#### What the exercise asks:
Convert everything from the line containing "[trace] grassy field" through the end of the data into a JSON list of strings, one string per line, omitting blank lines.

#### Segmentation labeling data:
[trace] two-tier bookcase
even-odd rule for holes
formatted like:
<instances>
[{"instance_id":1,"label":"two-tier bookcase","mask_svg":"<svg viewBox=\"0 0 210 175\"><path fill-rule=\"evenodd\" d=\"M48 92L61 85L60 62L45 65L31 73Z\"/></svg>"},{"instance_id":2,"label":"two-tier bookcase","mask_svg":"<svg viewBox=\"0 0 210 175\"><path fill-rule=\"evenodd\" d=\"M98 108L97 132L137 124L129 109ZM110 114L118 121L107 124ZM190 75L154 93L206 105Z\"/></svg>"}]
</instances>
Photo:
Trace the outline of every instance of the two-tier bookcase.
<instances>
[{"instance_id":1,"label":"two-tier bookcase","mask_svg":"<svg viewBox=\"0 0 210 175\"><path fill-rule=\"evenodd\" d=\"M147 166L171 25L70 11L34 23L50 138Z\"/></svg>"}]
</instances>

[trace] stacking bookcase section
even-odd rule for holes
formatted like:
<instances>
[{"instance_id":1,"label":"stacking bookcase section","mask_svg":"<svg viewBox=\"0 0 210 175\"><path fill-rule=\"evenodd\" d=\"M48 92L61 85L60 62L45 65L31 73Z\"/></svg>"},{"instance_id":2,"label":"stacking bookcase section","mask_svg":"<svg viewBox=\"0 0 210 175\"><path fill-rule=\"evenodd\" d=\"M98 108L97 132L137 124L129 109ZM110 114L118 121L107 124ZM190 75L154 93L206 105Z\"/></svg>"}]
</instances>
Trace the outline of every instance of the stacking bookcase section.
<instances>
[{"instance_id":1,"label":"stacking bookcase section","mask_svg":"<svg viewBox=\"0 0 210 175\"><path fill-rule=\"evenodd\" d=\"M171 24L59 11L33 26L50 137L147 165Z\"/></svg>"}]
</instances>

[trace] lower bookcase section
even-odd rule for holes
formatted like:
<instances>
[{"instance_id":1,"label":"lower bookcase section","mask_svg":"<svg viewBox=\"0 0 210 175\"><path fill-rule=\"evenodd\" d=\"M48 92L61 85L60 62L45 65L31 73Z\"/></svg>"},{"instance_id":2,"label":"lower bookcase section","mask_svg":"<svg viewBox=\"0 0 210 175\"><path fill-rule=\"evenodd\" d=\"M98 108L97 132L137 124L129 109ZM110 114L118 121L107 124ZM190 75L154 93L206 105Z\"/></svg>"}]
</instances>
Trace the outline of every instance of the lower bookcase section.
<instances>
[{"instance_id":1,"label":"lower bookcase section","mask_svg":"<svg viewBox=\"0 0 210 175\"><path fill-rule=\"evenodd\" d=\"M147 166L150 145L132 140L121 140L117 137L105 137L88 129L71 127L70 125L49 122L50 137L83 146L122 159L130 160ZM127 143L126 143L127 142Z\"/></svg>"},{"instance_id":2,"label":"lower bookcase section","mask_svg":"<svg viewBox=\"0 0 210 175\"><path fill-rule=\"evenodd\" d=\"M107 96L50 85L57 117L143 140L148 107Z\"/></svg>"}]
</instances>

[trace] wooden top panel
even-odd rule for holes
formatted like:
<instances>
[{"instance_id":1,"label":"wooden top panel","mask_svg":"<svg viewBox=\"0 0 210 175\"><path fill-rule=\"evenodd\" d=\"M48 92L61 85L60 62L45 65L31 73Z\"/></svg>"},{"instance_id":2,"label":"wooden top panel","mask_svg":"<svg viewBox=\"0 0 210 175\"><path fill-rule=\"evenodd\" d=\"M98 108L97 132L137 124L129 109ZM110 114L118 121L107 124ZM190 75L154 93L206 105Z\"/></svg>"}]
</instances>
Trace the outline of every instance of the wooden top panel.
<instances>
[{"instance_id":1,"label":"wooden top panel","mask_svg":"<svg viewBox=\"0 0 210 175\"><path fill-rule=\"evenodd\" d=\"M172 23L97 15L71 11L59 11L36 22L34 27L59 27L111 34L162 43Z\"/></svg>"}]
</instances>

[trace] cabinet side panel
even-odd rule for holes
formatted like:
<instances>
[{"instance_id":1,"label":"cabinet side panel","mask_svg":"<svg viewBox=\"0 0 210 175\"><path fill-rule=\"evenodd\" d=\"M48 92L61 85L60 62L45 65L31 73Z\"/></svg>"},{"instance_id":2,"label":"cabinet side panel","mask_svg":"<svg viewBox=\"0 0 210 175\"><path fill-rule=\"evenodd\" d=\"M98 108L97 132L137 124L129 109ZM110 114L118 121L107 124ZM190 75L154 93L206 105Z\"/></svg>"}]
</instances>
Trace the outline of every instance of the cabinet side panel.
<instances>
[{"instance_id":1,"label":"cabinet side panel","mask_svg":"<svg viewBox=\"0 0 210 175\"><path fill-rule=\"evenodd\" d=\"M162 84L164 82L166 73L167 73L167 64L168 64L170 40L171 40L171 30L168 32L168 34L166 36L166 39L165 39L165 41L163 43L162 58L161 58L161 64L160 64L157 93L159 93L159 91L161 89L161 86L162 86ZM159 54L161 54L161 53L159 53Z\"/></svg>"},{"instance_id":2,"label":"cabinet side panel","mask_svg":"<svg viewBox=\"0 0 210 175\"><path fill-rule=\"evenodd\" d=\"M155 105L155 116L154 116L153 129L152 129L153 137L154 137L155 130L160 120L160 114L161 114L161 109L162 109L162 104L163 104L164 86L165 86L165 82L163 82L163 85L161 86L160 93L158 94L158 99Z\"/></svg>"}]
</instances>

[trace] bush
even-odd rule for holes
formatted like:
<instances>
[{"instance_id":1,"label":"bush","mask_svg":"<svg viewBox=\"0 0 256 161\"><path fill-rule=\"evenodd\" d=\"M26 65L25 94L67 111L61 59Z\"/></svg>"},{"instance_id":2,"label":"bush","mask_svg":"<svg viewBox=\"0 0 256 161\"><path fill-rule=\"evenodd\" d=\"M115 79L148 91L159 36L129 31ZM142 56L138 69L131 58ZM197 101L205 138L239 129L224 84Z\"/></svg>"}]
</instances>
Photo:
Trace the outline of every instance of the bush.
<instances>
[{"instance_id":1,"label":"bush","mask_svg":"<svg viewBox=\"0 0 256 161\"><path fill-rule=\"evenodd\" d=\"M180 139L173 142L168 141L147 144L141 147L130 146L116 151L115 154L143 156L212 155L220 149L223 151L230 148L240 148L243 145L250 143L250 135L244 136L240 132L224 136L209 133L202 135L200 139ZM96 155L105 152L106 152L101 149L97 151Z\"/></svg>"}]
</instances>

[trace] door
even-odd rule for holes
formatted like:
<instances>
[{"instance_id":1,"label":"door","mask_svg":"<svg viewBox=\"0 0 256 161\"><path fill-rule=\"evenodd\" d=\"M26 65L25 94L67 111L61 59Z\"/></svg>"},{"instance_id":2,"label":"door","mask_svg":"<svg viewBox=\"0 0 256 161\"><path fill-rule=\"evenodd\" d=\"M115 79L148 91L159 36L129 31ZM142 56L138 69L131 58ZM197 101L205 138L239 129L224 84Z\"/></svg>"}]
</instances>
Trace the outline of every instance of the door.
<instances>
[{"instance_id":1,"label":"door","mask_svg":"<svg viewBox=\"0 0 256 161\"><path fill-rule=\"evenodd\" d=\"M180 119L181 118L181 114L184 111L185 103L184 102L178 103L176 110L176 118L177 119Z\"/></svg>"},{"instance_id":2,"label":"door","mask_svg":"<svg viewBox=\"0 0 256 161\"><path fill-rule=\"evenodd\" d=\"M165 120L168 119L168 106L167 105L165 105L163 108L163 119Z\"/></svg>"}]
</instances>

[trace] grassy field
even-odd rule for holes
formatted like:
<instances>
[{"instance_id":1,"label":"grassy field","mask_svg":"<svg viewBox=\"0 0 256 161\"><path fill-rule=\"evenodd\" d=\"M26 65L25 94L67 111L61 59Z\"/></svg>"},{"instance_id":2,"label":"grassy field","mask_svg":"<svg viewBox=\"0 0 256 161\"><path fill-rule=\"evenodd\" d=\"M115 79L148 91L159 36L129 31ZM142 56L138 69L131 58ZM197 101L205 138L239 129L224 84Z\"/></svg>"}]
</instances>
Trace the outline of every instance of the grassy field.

#### The completed task:
[
  "[trace] grassy field",
  "even-odd rule for holes",
  "formatted like:",
  "<instances>",
  "[{\"instance_id\":1,\"label\":\"grassy field\",\"mask_svg\":\"<svg viewBox=\\\"0 0 256 161\\\"><path fill-rule=\\\"evenodd\\\" d=\\\"M26 65L25 94L67 111L61 59Z\\\"/></svg>\"},{\"instance_id\":2,\"label\":\"grassy field\",\"mask_svg\":\"<svg viewBox=\\\"0 0 256 161\\\"><path fill-rule=\\\"evenodd\\\" d=\\\"M115 79L148 91L159 36L129 31ZM142 56L138 69L131 58ZM197 101L205 138L239 129L224 84Z\\\"/></svg>\"}]",
  "</instances>",
  "Trace the outline of every instance of the grassy field."
]